YOUR OBJECTIVE – Starting at the line that contains "Return one point for each instance of the parked", copy each line through the end of the listing below. Include both ends and output nothing more.

# start of DATA ENTRIES

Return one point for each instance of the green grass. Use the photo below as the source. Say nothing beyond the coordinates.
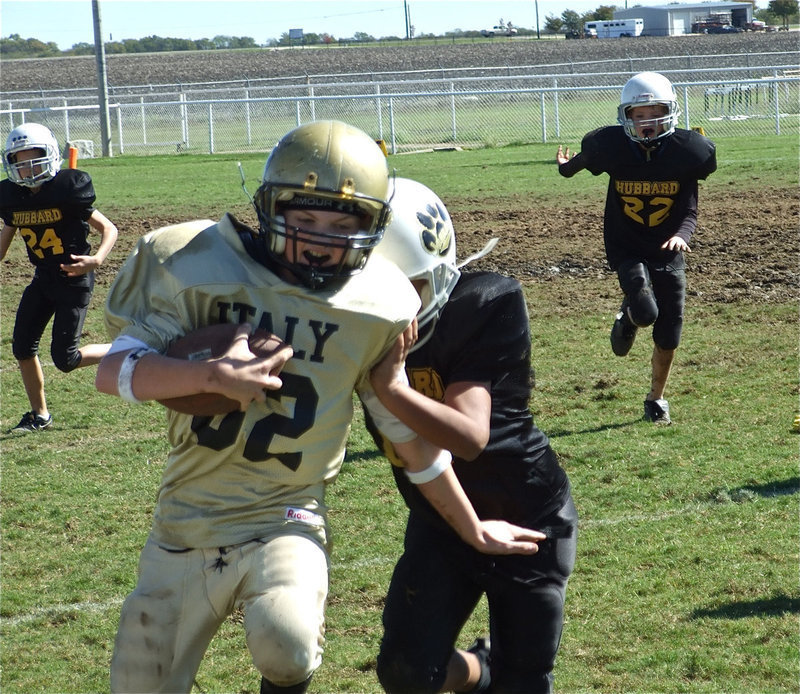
(686, 578)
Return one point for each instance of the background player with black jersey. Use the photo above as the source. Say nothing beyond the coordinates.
(470, 378)
(650, 216)
(241, 519)
(53, 211)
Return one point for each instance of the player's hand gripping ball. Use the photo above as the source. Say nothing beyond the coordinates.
(212, 342)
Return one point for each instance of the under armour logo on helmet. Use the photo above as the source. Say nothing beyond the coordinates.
(437, 234)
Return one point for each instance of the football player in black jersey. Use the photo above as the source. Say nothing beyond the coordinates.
(650, 216)
(470, 377)
(53, 211)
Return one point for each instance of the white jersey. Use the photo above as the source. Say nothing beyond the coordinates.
(230, 476)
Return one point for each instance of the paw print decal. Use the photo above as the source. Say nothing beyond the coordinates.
(437, 232)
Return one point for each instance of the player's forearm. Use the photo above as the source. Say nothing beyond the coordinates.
(447, 496)
(436, 422)
(571, 167)
(6, 237)
(108, 235)
(157, 377)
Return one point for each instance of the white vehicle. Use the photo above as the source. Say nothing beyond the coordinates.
(500, 30)
(613, 28)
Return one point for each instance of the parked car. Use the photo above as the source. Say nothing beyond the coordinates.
(725, 29)
(499, 30)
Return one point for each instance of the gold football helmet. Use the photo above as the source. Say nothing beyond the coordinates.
(325, 165)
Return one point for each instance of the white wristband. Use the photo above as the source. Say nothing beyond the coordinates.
(125, 377)
(436, 468)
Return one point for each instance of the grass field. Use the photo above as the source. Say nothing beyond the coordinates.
(687, 571)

# end of DATA ENTRIES

SOLUTION TO THIS EXERCISE –
Return one point for each instance of the parked car. Use the photo above as the source. Say nothing beyond the coordinates.
(725, 29)
(499, 30)
Return one point for each instance of the gold football helmet. Use the photo above as the source. Say nothing beyond the coordinates.
(325, 165)
Return one point for each instance of the white wristband. Use the photo above as the source. Say nothing beyond the coordinates.
(125, 377)
(436, 468)
Return one point for each instance of the grass field. Use the photo above as the source. Say nothing beyond the coordinates.
(687, 571)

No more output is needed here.